__AIM__
Copy out all the records below, swapping "Return the mask" for "Output the mask" wherever it occurs and changing nothing else. Leave the pictures out of your copy.

(Outline records)
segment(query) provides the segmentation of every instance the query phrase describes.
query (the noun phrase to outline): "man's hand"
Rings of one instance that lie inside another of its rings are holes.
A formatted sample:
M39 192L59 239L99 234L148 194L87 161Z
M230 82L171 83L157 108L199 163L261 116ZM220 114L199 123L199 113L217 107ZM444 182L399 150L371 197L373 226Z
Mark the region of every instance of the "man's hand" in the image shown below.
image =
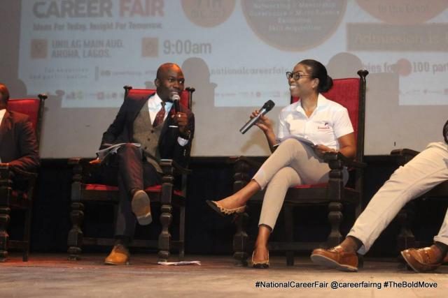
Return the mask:
M174 122L177 124L179 127L179 133L185 134L188 130L188 117L186 113L178 112L172 116L172 118L174 119Z

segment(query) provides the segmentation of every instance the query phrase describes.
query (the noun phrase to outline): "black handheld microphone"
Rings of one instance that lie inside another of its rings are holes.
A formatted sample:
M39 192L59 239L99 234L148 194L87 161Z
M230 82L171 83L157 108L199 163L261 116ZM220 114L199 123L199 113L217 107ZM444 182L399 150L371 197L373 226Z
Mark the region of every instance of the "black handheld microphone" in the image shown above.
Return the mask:
M443 126L443 138L445 140L445 143L448 144L448 121Z
M275 105L275 103L274 103L270 99L267 100L266 103L265 103L265 104L261 107L261 109L260 109L260 112L258 113L257 117L255 117L252 118L251 120L249 120L248 121L247 121L247 123L244 124L243 127L241 128L241 129L239 130L239 132L243 134L246 133L246 132L248 131L249 128L251 128L252 126L255 124L256 121L258 121L260 117L265 115L269 111L272 110L272 107L274 107L274 105Z
M174 112L176 113L181 112L181 107L179 107L179 100L181 100L181 96L176 93L173 94L171 96L171 100L173 100L173 104L174 105Z

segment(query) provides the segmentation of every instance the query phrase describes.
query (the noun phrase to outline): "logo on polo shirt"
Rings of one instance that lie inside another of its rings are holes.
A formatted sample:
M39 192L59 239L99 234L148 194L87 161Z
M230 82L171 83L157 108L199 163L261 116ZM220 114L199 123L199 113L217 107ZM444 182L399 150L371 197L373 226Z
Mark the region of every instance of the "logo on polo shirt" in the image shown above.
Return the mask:
M328 122L324 123L323 125L318 125L317 129L318 129L319 131L326 131L330 129L330 126L328 126Z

__EXERCISE OUTPUT__
segment(query) provides the segmentation of every instance the query phrase describes.
query (the noun phrase to outline): "man's hand"
Rings of one instance that lie inside another of its rings are holes.
A formatted sample:
M39 192L59 239L99 234L148 194L87 161Z
M230 82L171 83L157 108L199 163L261 116ZM220 114L199 123L199 113L217 107ZM444 182L399 150L371 197L373 226Z
Mark the region of every instance of the "man's hand" in the image shown below.
image =
Output the mask:
M174 122L177 124L179 127L179 133L185 134L188 130L188 117L186 113L178 112L172 116L172 118L174 119Z

segment(query) provides the segmentation of every instance the query phrase describes.
query (the noun phrase to outline): "black handheld microphone"
Rings of one instance that lie inside another of its rings are holes.
A formatted sample:
M39 192L59 239L99 234L148 194L87 161Z
M230 82L171 83L157 108L199 163L261 116ZM220 114L199 123L199 113L217 107ZM444 182L399 150L371 197L373 226Z
Mark the region of every instance of the "black handheld microphone" in the image shown above.
Output the mask:
M443 126L443 138L445 140L445 143L448 144L448 121Z
M275 105L275 103L274 103L270 99L267 100L266 103L265 103L265 104L261 107L261 109L260 109L260 112L258 113L257 117L255 117L252 118L251 120L249 120L248 121L247 121L247 123L244 124L243 127L241 128L241 129L239 130L239 132L243 134L246 133L246 132L248 131L249 128L251 128L252 126L255 124L256 121L258 121L260 117L265 115L269 111L272 110L272 107L274 107L274 105Z
M174 112L176 113L181 112L181 107L179 107L179 100L181 100L181 96L176 93L173 94L171 96L171 100L173 100L173 104L174 105Z

segment(query) provides the segmentation of every instance the query phrase describes.
query (the noun phrase to outline): "logo on polo shirt"
Rings of one instance that lie inside another of its rings are holes.
A formatted sample:
M39 192L59 239L99 234L148 194L87 161Z
M230 82L171 83L157 108L199 163L261 116ZM220 114L199 123L199 113L217 107ZM444 182L399 150L371 197L373 226Z
Mark the region of every instance of the "logo on polo shirt" in the image shown above.
Output the mask:
M328 122L324 123L323 125L318 125L317 129L318 129L319 131L326 131L330 129L330 126L328 126Z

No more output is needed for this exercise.